Selected text —
Maternal inflammation during early pregnancy may be related to an increased risk of autism in children, according to new findings supported by the National Institute of Environmental Health Sciences (NIEHS), part of the National Institutes of Health. Researchers found this in children of mothers with elevated C-reactive protein (CRP), a well-established marker of systemic inflammation.
The risk of autism among children in the study was increased by 43 percent among mothers with CRP levels in the top 20th percentile, and by 80 percent for maternal CRP in the top 10th percentile. The findings appear in the journal Molecular Psychiatry and add to mounting evidence that an overactive immune response can alter the development of the central nervous system in the fetus.
«Elevated CRP is a signal that the body is undergoing a response to inflammation from, for example, a viral or bacterial infection,» said lead scientist on the study, Alan Brown, M.D., professor of clinical psychiatry and epidemiology at Columbia University College of Physicians and Surgeons, New York State Psychiatric Institute, and Mailman School of Public Health. «The higher the level of CRP in the mother, the greater the risk of autism in the child.»

Supplied entries —
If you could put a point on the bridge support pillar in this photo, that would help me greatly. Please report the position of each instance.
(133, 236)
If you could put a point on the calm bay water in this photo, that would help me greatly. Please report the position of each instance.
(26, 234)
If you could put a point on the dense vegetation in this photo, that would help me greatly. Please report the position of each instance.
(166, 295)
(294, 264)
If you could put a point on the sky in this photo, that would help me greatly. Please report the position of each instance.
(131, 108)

* * *

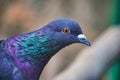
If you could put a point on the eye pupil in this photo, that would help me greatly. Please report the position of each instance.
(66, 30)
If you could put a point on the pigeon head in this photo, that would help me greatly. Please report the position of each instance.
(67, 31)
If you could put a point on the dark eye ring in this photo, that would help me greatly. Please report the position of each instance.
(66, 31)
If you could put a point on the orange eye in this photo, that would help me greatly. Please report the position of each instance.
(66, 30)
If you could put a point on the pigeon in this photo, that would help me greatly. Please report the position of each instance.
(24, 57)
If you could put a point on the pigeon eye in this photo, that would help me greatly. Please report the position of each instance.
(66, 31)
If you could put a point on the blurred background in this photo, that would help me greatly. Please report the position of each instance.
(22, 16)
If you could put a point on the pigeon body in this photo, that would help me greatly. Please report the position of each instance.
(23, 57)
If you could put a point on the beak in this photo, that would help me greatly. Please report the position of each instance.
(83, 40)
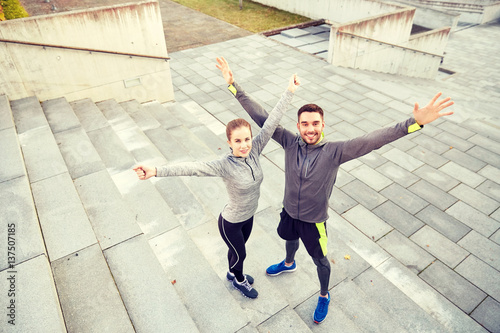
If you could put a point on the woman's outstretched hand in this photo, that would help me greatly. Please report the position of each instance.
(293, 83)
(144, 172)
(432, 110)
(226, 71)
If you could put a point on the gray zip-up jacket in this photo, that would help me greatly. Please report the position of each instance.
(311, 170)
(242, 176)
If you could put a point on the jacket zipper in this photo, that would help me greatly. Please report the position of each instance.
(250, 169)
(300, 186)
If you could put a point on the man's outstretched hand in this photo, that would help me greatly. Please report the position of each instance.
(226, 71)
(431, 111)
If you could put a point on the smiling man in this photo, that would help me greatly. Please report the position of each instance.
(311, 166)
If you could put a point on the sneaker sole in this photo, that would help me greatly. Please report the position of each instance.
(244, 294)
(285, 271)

Exercise — Update the passage on maternal inflammation and autism from "Maternal inflammation during" to "of systemic inflammation.", replacing "marker" with "indicator". The data above has no connection to the passage on maternal inflammation and autism.

Exercise result —
Maternal inflammation during early pregnancy may be related to an increased risk of autism in children, according to new findings supported by the National Institute of Environmental Health Sciences (NIEHS), part of the National Institutes of Health. Researchers found this in children of mothers with elevated C-reactive protein (CRP), a well-established indicator of systemic inflammation.